* _List of tasks_
1. List every place name mentioned in the post below about Egypt's political turmoil.
2. According to the post below about Egypt's political turmoil, how long is the process of bringing the brother's new wife here expected to take?

* _Passage provided_
------------------------------------
I also read there was a youth group (to me that means 20-somethings.), maybe Egypt is different but it seems that the youth (20-somethings and younger) are an immediate gratification generation. Patience tends not to be a virtue of youth...

IMO, it's not a good thing the military has taken over the gov't..like they saying "be careful what you wish for..you might actually get it."....

I hope your family is safe.

 First of all thank you. I am sure they are safe although they are in Giza a suburb right out side of Cairo (where the pyramids are). I have not heard from my sister who in touch with them more than me because of some conflict but if something were wrong like in 2011 when my youngest brother in law came up missing for days because he had been arrested and beated. I'm sure I would have been told about it by now.

Right now as far my biggest concern is ( off topic i know) My brother who left about a month ago back to Baghdad for his wedding. He picked the wrong time to go and all hell broke loose that week. It is very bad right now with the fighting between the Sunni and Shiah. He was able to have his wedding, the pictures are beautiful but he has basically been cooped up in the house since he got there because it is too dangerous out in the streets. He should have been back 2 weeks ago. We talk to him daily and know he is ok but anxious to get out get to Germany to see other family there and get back here and start the 6 to 9 month process of getting his new wife here.

 Like I said earlier Morsi would not be my first choice but it was a start and a good one too. They should have allowed him to serve out his elected term  and through more free elections worked towards progress. When Morsi stepped into office the country was a mess. He right away went in trying to come up with solutions for the economy witch was disastrous and impossible to fix in a year. that will take years.

The western media is also not showing you all sides. There are as many Morsi supporters as there are anti Morsi protest. The country is completely divided. The western media would like for you to believe that all of Egypt wanted him out. That is not the case and his supporters have vowed to fight for him until the bitter end which can easily turn into civil war and lead the country right back into the hands of a dictator.

If it's not too late and there is still chance for the people to choose and in the near future have a fair democratic election they must be patient. Years of damage, coruption, and after math of dictatorship can't be fixed over night.
------------------------------------
* _Information supplied_
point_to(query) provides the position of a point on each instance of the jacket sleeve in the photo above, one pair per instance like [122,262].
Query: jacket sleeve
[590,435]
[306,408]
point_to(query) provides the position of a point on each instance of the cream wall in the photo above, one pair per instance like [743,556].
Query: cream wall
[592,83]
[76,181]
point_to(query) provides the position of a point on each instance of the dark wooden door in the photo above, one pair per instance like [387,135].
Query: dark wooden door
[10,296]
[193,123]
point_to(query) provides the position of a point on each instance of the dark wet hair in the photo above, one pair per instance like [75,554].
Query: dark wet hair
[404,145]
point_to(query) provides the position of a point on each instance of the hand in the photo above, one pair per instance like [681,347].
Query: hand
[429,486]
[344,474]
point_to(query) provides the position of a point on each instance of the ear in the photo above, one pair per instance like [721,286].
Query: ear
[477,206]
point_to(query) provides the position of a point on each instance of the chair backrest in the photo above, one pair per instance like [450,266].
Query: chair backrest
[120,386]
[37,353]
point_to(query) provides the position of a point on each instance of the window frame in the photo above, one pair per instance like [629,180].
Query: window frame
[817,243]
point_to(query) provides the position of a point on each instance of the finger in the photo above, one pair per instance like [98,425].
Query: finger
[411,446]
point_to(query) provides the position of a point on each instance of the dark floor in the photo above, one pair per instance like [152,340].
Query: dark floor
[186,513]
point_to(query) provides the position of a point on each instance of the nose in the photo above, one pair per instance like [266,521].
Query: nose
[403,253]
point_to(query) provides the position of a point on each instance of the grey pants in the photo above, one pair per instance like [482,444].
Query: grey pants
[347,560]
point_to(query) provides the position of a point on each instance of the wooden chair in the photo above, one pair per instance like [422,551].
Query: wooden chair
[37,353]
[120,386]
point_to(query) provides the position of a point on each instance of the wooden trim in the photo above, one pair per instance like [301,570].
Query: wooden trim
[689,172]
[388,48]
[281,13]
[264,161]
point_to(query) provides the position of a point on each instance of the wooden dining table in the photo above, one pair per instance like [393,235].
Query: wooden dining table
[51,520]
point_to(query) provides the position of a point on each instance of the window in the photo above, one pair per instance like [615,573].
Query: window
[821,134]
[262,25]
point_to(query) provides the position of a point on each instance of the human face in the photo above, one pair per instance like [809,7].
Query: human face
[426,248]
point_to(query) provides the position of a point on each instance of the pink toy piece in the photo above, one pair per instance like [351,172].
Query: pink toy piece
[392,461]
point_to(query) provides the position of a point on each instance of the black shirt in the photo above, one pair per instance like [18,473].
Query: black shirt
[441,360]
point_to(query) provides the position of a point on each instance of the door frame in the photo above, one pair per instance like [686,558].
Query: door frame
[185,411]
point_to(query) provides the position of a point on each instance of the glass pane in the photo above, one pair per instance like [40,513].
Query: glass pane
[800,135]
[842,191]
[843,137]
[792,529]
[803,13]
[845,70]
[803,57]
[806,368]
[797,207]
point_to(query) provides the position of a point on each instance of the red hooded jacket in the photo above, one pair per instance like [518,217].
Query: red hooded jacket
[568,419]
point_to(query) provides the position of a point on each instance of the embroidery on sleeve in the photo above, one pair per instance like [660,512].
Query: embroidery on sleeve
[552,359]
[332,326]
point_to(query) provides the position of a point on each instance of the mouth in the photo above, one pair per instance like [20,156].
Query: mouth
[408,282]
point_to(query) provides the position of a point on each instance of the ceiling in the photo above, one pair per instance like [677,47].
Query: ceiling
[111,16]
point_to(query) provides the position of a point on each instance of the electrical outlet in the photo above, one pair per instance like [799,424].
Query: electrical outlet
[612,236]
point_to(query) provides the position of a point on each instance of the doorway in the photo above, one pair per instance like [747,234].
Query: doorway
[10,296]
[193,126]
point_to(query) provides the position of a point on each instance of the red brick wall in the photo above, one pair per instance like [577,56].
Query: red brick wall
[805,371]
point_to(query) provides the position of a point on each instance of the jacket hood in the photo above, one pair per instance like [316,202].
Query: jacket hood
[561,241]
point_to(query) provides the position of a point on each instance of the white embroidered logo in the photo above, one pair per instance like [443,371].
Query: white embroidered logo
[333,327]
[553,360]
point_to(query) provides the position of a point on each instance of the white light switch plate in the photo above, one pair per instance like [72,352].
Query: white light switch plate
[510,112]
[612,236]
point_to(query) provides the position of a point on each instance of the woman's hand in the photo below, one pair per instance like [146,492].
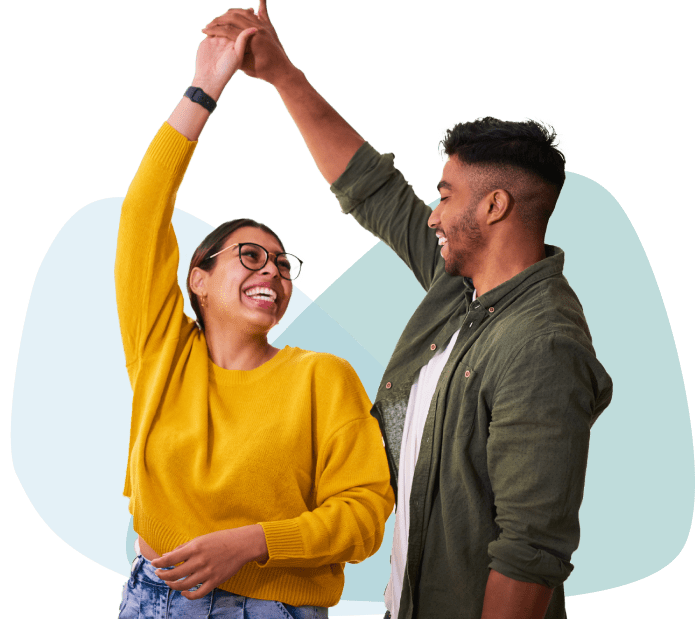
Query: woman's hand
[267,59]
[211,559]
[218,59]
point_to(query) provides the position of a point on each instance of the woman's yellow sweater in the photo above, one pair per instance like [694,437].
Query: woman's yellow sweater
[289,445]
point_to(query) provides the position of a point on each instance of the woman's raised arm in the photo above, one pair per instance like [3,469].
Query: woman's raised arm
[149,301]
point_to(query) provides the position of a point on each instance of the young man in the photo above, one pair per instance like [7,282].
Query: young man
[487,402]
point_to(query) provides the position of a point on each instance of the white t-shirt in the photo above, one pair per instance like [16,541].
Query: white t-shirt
------------------------------------
* _Responses in order_
1. Egypt, Giza, Cairo, Baghdad, Germany

2. 6 to 9 months